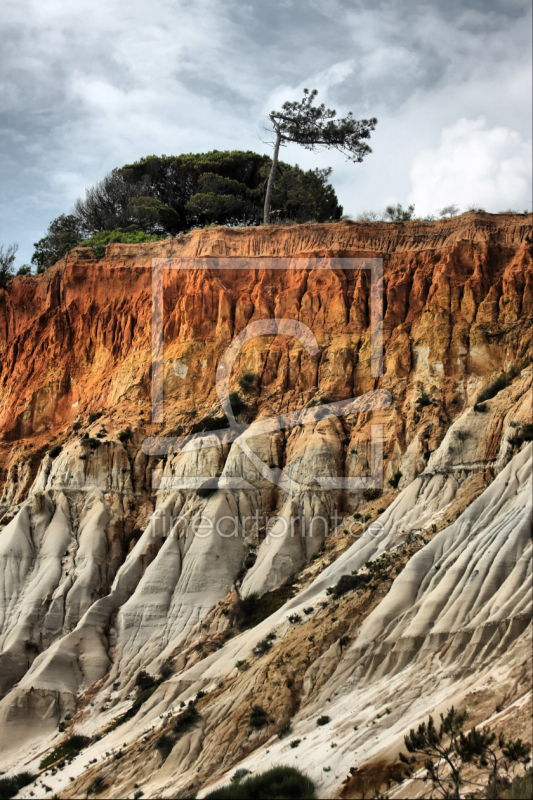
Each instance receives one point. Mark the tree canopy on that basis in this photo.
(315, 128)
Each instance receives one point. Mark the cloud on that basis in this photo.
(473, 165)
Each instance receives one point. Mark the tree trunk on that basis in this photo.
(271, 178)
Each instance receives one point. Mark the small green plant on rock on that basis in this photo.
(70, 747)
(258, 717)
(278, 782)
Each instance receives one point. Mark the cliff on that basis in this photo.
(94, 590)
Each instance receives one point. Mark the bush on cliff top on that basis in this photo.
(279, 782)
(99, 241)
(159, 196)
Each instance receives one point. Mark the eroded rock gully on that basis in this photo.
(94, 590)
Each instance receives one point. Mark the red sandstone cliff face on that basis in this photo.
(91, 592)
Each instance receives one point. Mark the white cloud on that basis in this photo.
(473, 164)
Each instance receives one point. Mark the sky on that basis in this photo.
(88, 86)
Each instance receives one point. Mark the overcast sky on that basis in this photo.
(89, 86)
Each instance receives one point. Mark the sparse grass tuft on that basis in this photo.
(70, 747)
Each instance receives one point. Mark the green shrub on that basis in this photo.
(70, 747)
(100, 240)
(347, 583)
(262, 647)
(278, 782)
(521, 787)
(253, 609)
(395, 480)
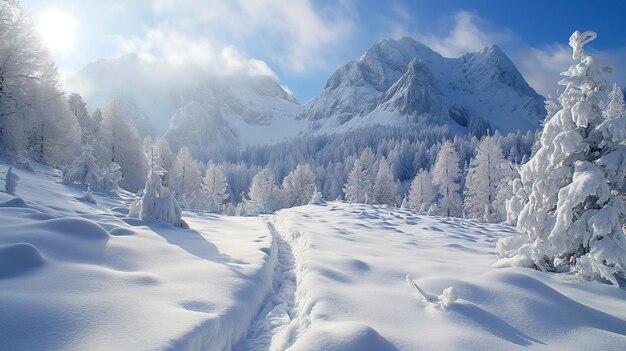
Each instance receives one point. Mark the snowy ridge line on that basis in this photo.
——————
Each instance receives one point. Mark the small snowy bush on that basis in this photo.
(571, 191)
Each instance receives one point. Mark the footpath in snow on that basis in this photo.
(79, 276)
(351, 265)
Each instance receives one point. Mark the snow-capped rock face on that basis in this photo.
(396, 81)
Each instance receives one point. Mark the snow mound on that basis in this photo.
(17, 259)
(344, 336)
——————
WHAT THE TASK REQUIRES: Print from the line containing "Each instance receives one point. Mark the overcast" through the line containing "Each instance receives one point. Mark the snowy" in the data above, exactly as the lines stand, and omit every picture.

SOLUTION TO THIS TASK:
Each instance receives one point. Mark the overcast sky on that basis in this photo.
(89, 86)
Each instance receives one point. Mark the sparse grass tuft on that basis in this photo.
(70, 747)
Each instance receives one point. Mark the green shrub on that basis in this photo.
(70, 747)
(100, 240)
(347, 583)
(262, 647)
(278, 782)
(521, 787)
(253, 609)
(395, 480)
Each instance receives one point. Mark the snowy ridge line on that basis in this photo.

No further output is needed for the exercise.